Document text:

================

Labor Secretary Marty Walsh highlighted the bright spots of a new monthly jobs report on Friday, telling reporters that in the months to come, "we’re going to start to see more and more people get back into the economy.”


What You Need To Know

  • The United States economy added 559,000 jobs in May, about twice the number added in April

  • The unemployment rate fell to 5.8% in May, falling 0.3% from the month before -- showing that the U.S. still has a long way to go to recover from the levels of employment experienced prior to the COVID-19 pandemic

  • Labor Department Secretary Marty Walsh on Friday sought to underscore that economic recovery would be a long game

  • “We can't just flip a switch and get everyone back to work tomorrow,” Walsh said

His remarks come on the heels of a newly-released jobs report released Friday morning, which showed that the U.S. added 559,000 jobs in May, more than doubling gains from the previous month, even as the number of employed Americans continues to hover far below pre-pandemic levels.

Unemployment fell to 5.8 percent in May, down from 6.1 percent in April, according to the Labor Department report. And the number of persons seeking unemployment benefits has also fallen for the past five straight weeks, down to its lowest level since the start of the pandemic.

Walsh also sought to underscore the “bright spots” of the report in an interview with Spectrum News' Eva McKend, including job gains in the areas of leisure, hospitality, education and health care. This uptick largely reflects the easing of restrictions in many states, as well as the resumption of in-person learning, and an eagerness by many Americans to begin traveling again.

Restaurants and bars added 186,000 jobs, the health care industry added 46,000 jobs, manufacturing added 23,000 jobs, transportation and warehousing added another 23,000 jobs. Construction jobs fell by 20,000 and retail jobs dipped slightly, losing 6,000 jobs.

But following a lackluster April jobs report, the modest May numbers offered a stark reminder that the U.S. still has a long road ahead as it attempts to return to pre-pandemic levels  levels of employment.  

“We can't just flip a switch and get everyone back to work tomorrow,” Walsh told CNN Friday. “Over the course of the next few months we're going to see the jobs filled.”

Walsh underscored the need for the American Jobs Plan, President Biden’s sweeping infrastructure proposal, as a means of getting Americans back to work. “The American Jobs plan is really an investment in infrastructure and clean drinking water and broadband access – a lot of inequities that we've seen across this country,” he told Spectrum News, later referring to it as a "forward-looking plan for the next decade."

“It’s about creating more opportunities for people to get into the workforce," Walsh added.

Asked whether it was incumbent on private companies to provide better pay and more attractive benefits to bring more people back into the workforce, Walsh told Spectrum News that the May job numbers underscore the fact that private companies are willing to provide better pay and are “creating opportunities for Americans to earn a better living.

“I think that’s an important aspect here,” Walsh said. “We need to make sure we’re sharing the wealth across the country.

================

Supplied data:
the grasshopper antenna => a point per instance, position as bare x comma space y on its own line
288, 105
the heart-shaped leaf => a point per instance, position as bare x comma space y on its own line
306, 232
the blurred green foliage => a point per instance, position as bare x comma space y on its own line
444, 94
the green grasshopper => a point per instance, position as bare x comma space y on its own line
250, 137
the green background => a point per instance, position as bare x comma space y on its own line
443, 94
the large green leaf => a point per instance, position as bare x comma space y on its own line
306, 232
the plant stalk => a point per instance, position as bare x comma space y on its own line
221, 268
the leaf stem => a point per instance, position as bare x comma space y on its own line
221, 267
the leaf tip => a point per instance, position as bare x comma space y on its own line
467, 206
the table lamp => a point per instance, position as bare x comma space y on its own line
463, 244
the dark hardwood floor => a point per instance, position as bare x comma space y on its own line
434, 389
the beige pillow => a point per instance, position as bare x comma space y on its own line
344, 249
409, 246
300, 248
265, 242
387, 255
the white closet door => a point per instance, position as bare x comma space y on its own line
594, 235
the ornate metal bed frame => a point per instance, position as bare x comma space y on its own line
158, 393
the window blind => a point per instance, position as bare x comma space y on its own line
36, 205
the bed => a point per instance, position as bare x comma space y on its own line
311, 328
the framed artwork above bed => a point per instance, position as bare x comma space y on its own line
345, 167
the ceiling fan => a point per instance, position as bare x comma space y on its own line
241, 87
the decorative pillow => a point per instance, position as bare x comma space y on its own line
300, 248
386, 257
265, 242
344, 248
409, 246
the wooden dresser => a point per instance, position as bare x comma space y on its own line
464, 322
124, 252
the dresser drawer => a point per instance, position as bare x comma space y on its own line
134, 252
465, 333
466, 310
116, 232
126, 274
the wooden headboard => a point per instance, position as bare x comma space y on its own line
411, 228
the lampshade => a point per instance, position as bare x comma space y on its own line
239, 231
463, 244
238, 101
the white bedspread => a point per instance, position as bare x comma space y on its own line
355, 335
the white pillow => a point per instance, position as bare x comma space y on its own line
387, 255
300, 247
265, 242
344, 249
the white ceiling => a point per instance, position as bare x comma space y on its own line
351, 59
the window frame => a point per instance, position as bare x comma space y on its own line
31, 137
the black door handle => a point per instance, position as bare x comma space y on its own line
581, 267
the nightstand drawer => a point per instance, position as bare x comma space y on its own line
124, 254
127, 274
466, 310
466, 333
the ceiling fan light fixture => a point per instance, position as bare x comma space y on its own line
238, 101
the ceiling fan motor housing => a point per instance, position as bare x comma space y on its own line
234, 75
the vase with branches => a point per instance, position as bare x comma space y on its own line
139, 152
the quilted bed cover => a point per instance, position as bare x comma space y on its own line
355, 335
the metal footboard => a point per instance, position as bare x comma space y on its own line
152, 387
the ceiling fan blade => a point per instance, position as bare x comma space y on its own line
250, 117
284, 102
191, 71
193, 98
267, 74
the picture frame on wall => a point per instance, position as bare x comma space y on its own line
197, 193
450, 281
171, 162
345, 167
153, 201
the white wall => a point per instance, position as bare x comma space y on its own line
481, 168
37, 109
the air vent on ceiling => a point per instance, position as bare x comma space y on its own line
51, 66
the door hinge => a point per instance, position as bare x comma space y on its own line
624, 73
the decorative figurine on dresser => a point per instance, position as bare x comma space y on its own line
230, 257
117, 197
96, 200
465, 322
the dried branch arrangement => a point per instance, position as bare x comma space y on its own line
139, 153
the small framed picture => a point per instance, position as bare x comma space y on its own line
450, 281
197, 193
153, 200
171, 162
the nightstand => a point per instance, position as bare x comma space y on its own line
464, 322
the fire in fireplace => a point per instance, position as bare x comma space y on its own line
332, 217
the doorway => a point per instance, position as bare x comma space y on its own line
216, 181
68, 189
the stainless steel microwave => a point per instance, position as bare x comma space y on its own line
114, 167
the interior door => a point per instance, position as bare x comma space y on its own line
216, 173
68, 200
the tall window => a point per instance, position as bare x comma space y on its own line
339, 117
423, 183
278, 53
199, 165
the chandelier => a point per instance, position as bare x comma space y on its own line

================

Task instructions:
• a. Rewrite the passage of the article on the May jobs report starting at "Restaurants and bars" and ending at "losing 6,000 jobs.", putting "factory work" in place of "manufacturing".
• b. Answer these questions from the article on the May jobs report:
(i) What was the unemployment rate in April?
(ii) How many jobs did restaurants and bars add?
(iii) What did Walsh later call the American Jobs Plan?
The items are not needed for what comes next.

Results in order:
• a.
Restaurants and bars added 186,000 jobs, the health care industry added 46,000 jobs, factory work added 23,000 jobs, transportation and warehousing added another 23,000 jobs. Construction jobs fell by 20,000 and retail jobs dipped slightly, losing 6,000 jobs.

• b.
(i) 6.1 percent
(ii) 186,000
(iii) A "forward-looking plan for the next decade."